### GIVEN PASSAGE

Further areas of applicability will become apparent from the description provided herein. It should be understood that the description and specific examples are intended for purposes of illustration only and are not intended to limit the scope of the present disclosure.

DRAWINGS

In order that the disclosure may be well understood, there will now be described various forms thereof, given by way of example, reference being made to the accompanying drawings, in which:

FIGS. 1 and 2 are perspective views showing a process of manufacturing a cylindrical unit cell of components of a lithium-air battery package in one form of the present disclosure;

FIGS. 3 and 4 are perspective views showing another process of manufacturing a cylindrical unit cell of components of a lithium-air battery package according to another form of the present disclosure;

FIG. 5 is a perspective view showing a current collection case of the components of the lithium-air battery package in one form of the present disclosure;

FIG. 6 is a cross-sectional view showing a package completion state of a lithium-air battery package according to one form of the present disclosure;

FIGS. 7 and 8 are perspective view showing an example of a process of manufacturing a cylindrical unit cell of components of a lithium-air battery package according to another form of the present disclosure;

FIG. 9 is a separate perspective view showing a cylindrical unit cell and a current collection case of the lithium-air battery package according to another form of the present disclosure;

FIGS. 10 and 11 are cross-sectional views showing a package completion state of a lithium-air battery package according to another form of the present disclosure; and

FIG. 12 is a cross-sectional view showing an example in which lithium-air battery packages are stacked up and down, and left and right.

The drawings described herein are for illustration purposes only and are not intended to limit the scope of the present disclosure in any way.

DETAILED DESCRIPTION

The following description is merely exemplary in nature and is not intended to limit the present disclosure, application, or uses. It should be understood that throughout the drawings, corresponding reference numerals indicate like or corresponding parts and features.
Hereinafter, exemplary forms of the present disclosure will be described in detail with reference to the accompanying drawings.
A lithium-air battery package according to one form of the present disclosure is described hereafter.
FIGS. 1 and 2 are perspective view showing an example of a process of manufacturing a cylindrical unit cell of components of a lithium-air battery package in one form of the present disclosure and FIGS. 3 and 4 are perspective views showing another example of a process of manufacturing a cylindrical unit cell of components of a lithium-air battery package according to another form of the present disclosure, in which reference numeral 10 indicates a membrane in the figures.
The membrane 10 is cut with predetermined length and height and is impregnated with an electrolyte.

### DATA RECORDS

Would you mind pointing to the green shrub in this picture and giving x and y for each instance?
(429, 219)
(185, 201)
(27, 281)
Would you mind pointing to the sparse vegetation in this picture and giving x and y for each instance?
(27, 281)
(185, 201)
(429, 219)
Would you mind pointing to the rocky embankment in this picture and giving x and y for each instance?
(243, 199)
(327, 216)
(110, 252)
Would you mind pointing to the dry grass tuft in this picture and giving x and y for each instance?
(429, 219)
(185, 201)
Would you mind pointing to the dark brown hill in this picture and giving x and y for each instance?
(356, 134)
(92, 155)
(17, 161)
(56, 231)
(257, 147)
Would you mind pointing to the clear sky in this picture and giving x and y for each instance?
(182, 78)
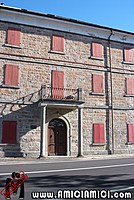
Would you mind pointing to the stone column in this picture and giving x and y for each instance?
(80, 131)
(43, 147)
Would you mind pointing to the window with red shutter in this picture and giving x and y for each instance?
(13, 36)
(9, 130)
(57, 43)
(97, 83)
(57, 84)
(11, 75)
(128, 55)
(97, 50)
(130, 86)
(99, 136)
(130, 132)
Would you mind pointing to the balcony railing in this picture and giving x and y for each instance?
(60, 93)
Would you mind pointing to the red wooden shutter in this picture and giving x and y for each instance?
(99, 133)
(11, 75)
(57, 84)
(13, 36)
(128, 55)
(9, 132)
(97, 83)
(130, 132)
(96, 49)
(58, 43)
(130, 86)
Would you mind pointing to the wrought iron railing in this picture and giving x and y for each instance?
(60, 93)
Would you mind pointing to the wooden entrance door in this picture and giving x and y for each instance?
(57, 138)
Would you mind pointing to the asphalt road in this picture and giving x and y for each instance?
(74, 178)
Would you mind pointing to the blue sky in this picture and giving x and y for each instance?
(117, 14)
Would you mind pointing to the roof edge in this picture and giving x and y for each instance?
(21, 10)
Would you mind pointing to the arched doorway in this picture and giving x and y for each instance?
(57, 138)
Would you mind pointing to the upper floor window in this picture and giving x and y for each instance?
(11, 75)
(97, 50)
(9, 132)
(130, 86)
(130, 132)
(58, 43)
(57, 84)
(13, 36)
(128, 55)
(97, 83)
(99, 133)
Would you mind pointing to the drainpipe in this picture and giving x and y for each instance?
(111, 85)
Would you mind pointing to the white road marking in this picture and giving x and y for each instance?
(72, 169)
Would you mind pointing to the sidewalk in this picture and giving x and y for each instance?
(9, 161)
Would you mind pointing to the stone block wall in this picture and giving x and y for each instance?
(36, 61)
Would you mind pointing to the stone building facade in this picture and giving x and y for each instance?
(66, 86)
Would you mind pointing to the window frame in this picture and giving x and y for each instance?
(96, 57)
(103, 137)
(52, 45)
(101, 93)
(14, 45)
(7, 72)
(126, 87)
(2, 138)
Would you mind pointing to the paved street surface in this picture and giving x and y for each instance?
(114, 175)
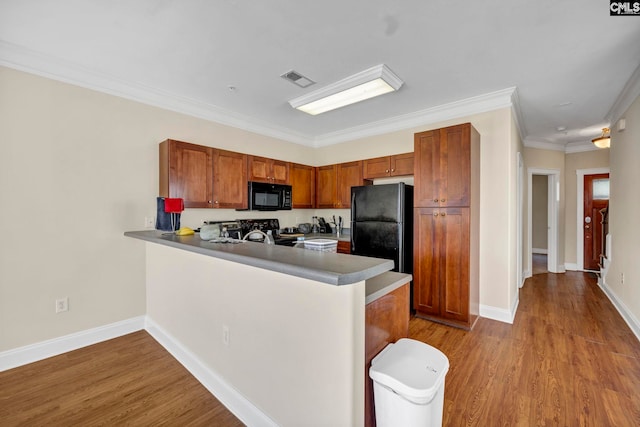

### WORK INSTRUCTIONS
1) Answer these about the lithium-air battery passage:
(a) What does FIG. 5 show?
(b) What does reference numeral 10 indicate in the figures?
(c) What is the membrane impregnated with after it is cut?
2) Can you transcribe the part of the lithium-air battery passage that opens with the words containing "Further areas of" and closes with "the present disclosure."?
3) Which figures does the lithium-air battery passage describe as cross-sectional views? List every one.

### COMPLETED EXERCISE
1)
(a) A current collection case of the components of the lithium-air battery package.
(b) A membrane.
(c) An electrolyte.

2)
Further areas of applicability will become apparent from the description provided herein. It should be understood that the description and specific examples are intended for purposes of illustration only and are not intended to limit the scope of the present disclosure.

3) FIG. 6, FIG. 10, FIG. 11, FIG. 12